[SHORT PROBLEM]
Count the lines in the records that contain the word "rear", treating uppercase and lowercase as distinct, and reply with the number only.

[RECORD SET]
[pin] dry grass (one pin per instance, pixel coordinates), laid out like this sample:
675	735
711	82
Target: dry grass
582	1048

==

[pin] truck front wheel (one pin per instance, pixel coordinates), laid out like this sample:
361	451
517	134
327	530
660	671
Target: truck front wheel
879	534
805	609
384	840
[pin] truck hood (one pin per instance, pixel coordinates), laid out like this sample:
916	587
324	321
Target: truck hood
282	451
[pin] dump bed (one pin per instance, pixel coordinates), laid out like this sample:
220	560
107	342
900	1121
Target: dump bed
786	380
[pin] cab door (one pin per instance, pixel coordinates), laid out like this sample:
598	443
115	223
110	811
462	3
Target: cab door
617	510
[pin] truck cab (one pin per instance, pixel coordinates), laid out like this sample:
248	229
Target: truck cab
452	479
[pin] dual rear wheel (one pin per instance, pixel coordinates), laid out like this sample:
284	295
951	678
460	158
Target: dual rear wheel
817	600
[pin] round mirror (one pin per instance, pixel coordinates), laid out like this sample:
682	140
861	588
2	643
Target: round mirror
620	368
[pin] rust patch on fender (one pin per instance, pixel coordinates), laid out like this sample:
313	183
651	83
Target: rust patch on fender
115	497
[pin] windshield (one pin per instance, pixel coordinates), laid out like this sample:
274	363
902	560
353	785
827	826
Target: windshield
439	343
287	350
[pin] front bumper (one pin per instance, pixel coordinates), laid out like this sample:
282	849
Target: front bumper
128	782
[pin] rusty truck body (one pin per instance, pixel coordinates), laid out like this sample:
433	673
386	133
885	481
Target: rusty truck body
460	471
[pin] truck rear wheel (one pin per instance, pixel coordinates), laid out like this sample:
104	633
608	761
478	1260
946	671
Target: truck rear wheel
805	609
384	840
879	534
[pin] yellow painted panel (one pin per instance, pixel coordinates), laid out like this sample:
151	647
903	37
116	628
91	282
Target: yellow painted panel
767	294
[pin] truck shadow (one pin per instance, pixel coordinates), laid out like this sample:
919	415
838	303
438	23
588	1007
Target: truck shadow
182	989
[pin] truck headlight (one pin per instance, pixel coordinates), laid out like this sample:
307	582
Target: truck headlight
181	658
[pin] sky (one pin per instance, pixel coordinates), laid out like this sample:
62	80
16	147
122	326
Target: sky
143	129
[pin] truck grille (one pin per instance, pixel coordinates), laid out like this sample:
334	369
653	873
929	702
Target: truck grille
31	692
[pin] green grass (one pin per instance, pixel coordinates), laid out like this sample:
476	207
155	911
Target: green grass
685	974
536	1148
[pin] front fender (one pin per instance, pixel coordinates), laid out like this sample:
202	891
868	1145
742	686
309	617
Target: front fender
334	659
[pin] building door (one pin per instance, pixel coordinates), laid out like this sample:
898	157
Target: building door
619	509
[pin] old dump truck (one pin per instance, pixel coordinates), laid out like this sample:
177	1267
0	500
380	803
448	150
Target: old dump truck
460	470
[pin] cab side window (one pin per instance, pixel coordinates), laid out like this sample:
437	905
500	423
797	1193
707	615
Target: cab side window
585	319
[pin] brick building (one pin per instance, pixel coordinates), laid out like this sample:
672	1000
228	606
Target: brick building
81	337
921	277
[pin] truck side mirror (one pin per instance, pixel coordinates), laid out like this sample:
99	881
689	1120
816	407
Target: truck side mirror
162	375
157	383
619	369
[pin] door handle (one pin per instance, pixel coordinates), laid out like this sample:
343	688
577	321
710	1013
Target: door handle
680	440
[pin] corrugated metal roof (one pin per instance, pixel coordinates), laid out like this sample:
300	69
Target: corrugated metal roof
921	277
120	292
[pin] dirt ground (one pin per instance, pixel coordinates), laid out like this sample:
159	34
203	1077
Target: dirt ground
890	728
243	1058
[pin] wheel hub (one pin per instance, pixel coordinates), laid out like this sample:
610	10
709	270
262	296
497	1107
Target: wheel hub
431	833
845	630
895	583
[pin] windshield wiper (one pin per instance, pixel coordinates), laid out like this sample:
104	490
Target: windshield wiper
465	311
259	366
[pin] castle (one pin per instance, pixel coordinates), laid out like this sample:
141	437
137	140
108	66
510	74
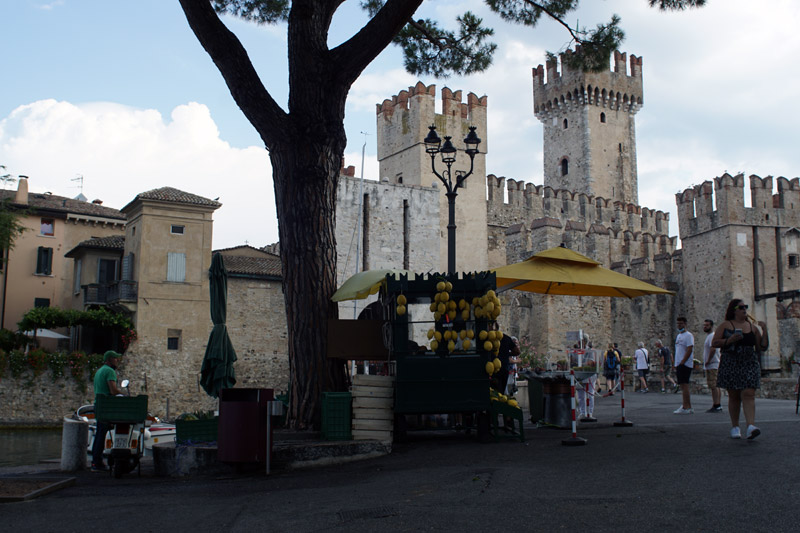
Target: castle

[COMPLETED TASK]
4